** start of Selected text **

Don’t Audit the EC, Bifurcate It

Don’t Audit the EC, Bifurcate It
An independent review would undermine the foundation of Washington and Lee’s Honor System

(Busts of university namesakes George Washington and Robert E. Lee sit infront of the university crest. Source: The Spectator)

The events of May 17, 2023 were vindication I did not want. One day prior, The Spectator had published my opinion outlining the dangers of EC overreach in Title IX cases. As it turned out, the Executive Committee of the Student Body had removed one of its own members, Vice President Jackson Doane, under suspicious circumstances that same day.

The situation rapidly devolved into finger pointing. The EC framed Doane’s removal as a response to alleged breaches of confidentiality during an Honor Investigation. Doane denied the charge and claimed that Student Body President Martha Ernest had made classist comments in EC meetings and had spearheaded his removal due to a personal grudge. He further argued that his removal violated the White Book since he was neither informed of nor participated in the meeting in which the committee voted on his removal.

I could expand at length on the procedural dimensions of the case, but it suffices to say that the relevant sections of the White Book are sufficiently vague as to allow for competing interpretations. (For those interested, Article VI, §1, Article VI, §4.A and Article IX, §2.B relate most directly to the case.)

Looking past the procedural debate, Doane’s removal is only the latest example of a recurring problem with W&L’s student government: the self-interested conflation of judicial and administrative authority by the Executive Committee.

The EC currently has two mandates: one judicial and the other administrative. Their judicial responsibilities comprise the execution of the Honor System and are prescribed in detail in the White Book. Their administrative duties include managing budget allocations for student organizations, representing the student body when liaising with the University administration, and, in a less-defined way, representing the student body in general.

This dual mandate is fairly novel, as executing the Honor System was the EC’s only primary responsibility for most of the 20th century. According to Student Body Constitutions obtained from W&L’s Special Collections, the administration of student organizations were managed by committees and subcommittees of students loosely overseen by the EC for much of the University’s history. As recently as the early 1990’s, these functions and others were managed/overseen by a “Student Activities Board” (SAB).

As Special Collections only has copies of a few Student Body Constitutions from the last century, I haven’t been able to ascertain precisely when the EC took on its expanded administrative role. SAB’s last appearance in the Calyx was 2002, suggesting that the transition may have occurred in the early 2000’s.

It is essential to highlight the difference between the EC’s two mandates. The adjudication of the Honor System is time-intensive, out of the public eye, and rigorously structured in the White Book. The EC’s administrative duties are lower stakes, less intensive, have lower guard rails on conduct, and are largely community-facing.

** end of Selected text **
** start of Available data **

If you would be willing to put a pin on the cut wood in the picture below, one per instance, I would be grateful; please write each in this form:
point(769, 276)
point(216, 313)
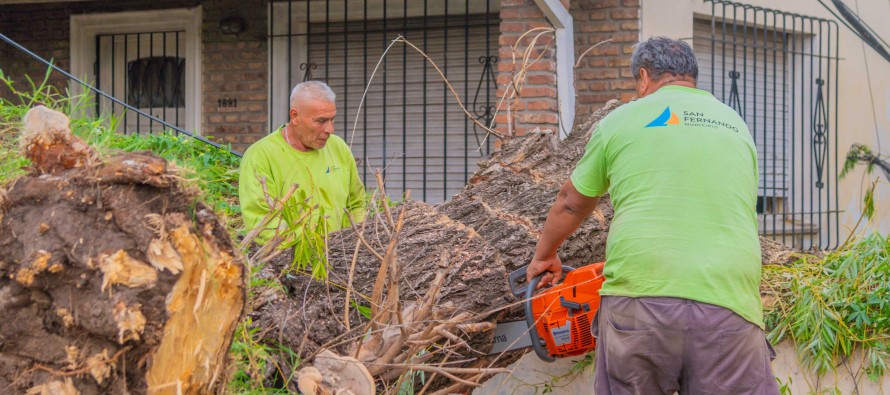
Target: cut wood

** end of Available data **

• **Request A**: Please list every White Book section that the article on the Executive Committee cites as relating most directly to Doane's removal.
• **Request B**: Extend the article on the Executive Committee with one or two paragraphs that pick up after its final sentence.
The listing comes from a separate source and has no connection to the article on the Executive Committee.

• **Exercise result A**: Article VI, §1; Article VI, §4.A; Article IX, §2.B

• **Exercise result B**:
This differentiation is essential because the Executive Committee has, going back at least to my time at W&L and likely further, tended to collapse the line between their two mandates. They most often do so by attempting to use the confidentiality necessary to the Honor System as a smokescreen to obscure Student Body visibility into the committee’s administrative functions.

The Doane-Ernest fiasco is a textbook example. After his removal, Doane read a statement outlining his grievances during the open portion of the EC’s next weekly business meeting only to have portions of his statement redacted in the minutes made available to the Student Body on the sole grounds that redacted portions were “deemed confidential by the full executive committee.” This redaction reflects a conscious effort to prevent the Student Body from evaluating the situation on its own merits.

(Section of the May 16 Business Minutes, featuring the redacted portions of Doane’s publicly-shared speech)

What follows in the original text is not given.